PROBLEM DETAILS:
Return each line exactly, beginning with the one that has "Target = black tire" and finishing with the final line of the material. Drop any pictures.

MATERIAL PROVIDED:
┄┄┄┄┄┄┄┄┄┄
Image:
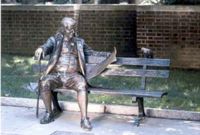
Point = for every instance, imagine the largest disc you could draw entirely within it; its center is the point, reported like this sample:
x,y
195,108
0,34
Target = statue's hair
x,y
65,20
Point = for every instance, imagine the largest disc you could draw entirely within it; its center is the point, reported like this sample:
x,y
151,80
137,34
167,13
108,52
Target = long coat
x,y
53,48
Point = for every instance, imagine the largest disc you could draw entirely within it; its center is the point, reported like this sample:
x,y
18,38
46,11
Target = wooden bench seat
x,y
131,67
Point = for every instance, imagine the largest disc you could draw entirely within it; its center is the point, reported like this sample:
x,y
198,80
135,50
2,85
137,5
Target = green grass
x,y
183,86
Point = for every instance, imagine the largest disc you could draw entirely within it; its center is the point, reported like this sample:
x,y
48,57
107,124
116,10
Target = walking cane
x,y
39,82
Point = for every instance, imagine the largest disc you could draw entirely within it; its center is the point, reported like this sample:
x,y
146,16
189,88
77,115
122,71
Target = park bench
x,y
137,67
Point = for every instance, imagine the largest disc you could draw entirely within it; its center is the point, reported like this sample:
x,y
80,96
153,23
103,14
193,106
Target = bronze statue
x,y
66,68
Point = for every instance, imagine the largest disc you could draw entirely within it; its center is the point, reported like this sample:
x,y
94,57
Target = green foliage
x,y
183,86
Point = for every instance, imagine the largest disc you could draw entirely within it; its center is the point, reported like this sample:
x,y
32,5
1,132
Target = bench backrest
x,y
137,67
140,67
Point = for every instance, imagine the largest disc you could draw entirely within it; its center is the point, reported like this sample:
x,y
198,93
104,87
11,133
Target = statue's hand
x,y
39,54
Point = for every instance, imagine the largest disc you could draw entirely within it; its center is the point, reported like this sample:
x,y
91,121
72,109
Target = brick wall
x,y
25,28
171,34
170,31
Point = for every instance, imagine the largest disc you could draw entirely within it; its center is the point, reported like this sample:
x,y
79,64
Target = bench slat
x,y
132,61
143,61
136,93
136,72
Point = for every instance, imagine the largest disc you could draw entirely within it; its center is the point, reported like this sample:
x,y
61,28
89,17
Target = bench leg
x,y
141,113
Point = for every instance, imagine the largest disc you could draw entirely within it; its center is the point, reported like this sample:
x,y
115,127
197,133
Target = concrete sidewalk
x,y
22,121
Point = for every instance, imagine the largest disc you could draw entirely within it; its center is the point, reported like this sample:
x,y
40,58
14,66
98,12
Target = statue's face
x,y
69,27
69,31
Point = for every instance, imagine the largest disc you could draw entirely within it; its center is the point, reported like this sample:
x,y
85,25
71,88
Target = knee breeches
x,y
72,81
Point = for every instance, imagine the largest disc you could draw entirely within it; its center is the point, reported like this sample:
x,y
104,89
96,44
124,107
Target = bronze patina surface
x,y
66,68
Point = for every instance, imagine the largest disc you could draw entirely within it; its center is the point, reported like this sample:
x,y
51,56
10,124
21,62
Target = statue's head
x,y
68,25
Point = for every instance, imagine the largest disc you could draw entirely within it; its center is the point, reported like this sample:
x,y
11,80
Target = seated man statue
x,y
66,68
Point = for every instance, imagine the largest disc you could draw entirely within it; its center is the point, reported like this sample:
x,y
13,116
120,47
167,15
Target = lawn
x,y
183,86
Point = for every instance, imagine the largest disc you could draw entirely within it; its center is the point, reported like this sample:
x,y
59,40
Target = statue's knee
x,y
82,87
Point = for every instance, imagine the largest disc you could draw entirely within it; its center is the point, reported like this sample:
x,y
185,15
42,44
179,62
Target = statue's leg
x,y
78,83
56,107
47,85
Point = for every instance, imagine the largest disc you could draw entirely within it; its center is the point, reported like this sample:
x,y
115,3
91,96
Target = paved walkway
x,y
22,121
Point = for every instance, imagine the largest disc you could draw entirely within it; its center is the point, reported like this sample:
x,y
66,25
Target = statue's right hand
x,y
39,53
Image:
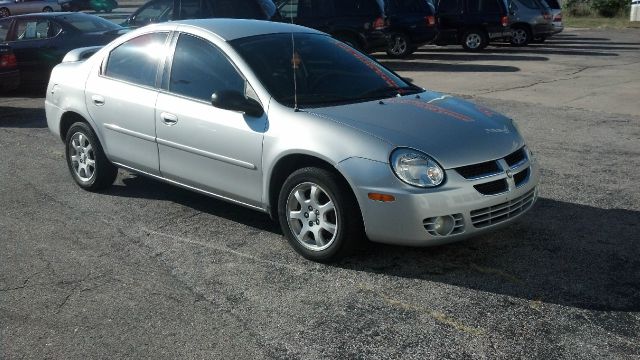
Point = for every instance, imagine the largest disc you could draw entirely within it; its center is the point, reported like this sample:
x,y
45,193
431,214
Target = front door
x,y
212,149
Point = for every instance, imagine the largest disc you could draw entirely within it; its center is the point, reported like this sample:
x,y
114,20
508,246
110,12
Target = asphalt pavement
x,y
144,270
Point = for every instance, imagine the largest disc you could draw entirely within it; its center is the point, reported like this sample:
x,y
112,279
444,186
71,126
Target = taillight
x,y
8,61
504,20
431,20
378,24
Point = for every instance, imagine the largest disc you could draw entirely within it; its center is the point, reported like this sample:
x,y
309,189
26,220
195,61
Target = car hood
x,y
453,131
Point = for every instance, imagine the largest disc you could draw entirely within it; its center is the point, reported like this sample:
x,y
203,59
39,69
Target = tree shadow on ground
x,y
561,253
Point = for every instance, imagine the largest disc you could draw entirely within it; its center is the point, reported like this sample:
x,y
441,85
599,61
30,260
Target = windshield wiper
x,y
390,91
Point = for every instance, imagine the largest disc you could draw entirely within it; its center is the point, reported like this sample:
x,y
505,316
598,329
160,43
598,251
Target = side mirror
x,y
236,101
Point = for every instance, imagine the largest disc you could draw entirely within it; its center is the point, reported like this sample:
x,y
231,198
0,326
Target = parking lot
x,y
146,270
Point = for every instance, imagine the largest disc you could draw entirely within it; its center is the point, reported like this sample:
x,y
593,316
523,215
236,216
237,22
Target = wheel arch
x,y
289,163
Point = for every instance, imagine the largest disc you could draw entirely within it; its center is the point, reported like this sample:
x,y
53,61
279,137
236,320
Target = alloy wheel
x,y
312,216
83,157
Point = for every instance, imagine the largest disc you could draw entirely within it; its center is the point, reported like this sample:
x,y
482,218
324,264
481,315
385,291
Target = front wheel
x,y
318,215
521,36
474,40
87,162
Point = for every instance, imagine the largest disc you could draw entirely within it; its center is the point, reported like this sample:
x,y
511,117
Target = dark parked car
x,y
359,23
472,23
9,73
529,19
412,23
157,11
95,5
40,41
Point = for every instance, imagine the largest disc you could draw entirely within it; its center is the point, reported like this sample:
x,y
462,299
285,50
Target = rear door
x,y
121,98
212,149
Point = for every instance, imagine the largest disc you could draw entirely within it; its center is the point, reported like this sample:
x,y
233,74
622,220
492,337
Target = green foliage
x,y
609,8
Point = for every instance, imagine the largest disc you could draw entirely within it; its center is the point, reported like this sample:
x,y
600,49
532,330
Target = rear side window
x,y
137,60
484,6
306,9
357,8
199,69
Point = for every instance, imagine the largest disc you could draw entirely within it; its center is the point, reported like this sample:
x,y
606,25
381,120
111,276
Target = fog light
x,y
443,225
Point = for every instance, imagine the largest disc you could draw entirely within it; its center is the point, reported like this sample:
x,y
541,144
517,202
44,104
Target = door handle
x,y
97,100
169,119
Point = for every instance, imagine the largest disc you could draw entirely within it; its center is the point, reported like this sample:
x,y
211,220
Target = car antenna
x,y
294,64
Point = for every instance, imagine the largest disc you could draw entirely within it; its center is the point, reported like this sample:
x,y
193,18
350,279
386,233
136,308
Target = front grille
x,y
496,214
521,177
493,187
515,157
458,227
479,170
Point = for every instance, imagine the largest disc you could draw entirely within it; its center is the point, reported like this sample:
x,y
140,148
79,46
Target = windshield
x,y
325,71
87,24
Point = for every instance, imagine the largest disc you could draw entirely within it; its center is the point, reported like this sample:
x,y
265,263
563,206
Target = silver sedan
x,y
17,7
291,122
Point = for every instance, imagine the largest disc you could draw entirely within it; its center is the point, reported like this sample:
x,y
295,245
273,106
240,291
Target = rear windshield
x,y
87,24
321,71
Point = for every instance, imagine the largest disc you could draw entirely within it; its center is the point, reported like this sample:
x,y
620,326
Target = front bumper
x,y
409,219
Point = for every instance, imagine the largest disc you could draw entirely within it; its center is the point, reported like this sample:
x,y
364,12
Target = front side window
x,y
321,71
137,60
199,69
36,29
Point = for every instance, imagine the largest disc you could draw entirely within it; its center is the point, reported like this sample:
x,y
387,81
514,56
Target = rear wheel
x,y
521,36
87,162
474,40
399,46
318,215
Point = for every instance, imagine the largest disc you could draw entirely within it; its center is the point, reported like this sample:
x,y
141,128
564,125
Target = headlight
x,y
416,168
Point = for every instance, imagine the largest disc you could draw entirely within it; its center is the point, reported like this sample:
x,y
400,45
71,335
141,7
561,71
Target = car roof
x,y
231,29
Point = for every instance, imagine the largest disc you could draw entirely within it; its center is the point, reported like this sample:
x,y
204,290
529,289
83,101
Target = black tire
x,y
474,40
521,36
399,46
346,217
98,176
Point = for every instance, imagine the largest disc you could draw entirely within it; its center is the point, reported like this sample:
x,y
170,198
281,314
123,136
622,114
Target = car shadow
x,y
425,54
133,186
561,253
17,117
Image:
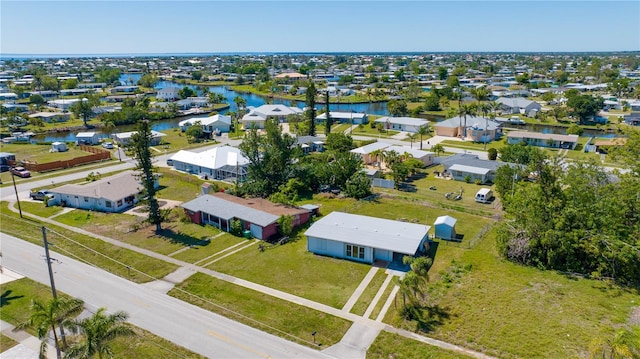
┄┄┄┄┄┄┄┄┄┄
WRITTEN RESPONSE:
Target = black tire
x,y
474,40
521,36
399,46
346,217
98,176
Point = for every instance, imagine the largest disc you could draw entirely within it; its center is the point, reported like this sample:
x,y
170,198
281,314
123,136
622,114
Target = car shadow
x,y
425,54
133,186
561,253
17,117
Image:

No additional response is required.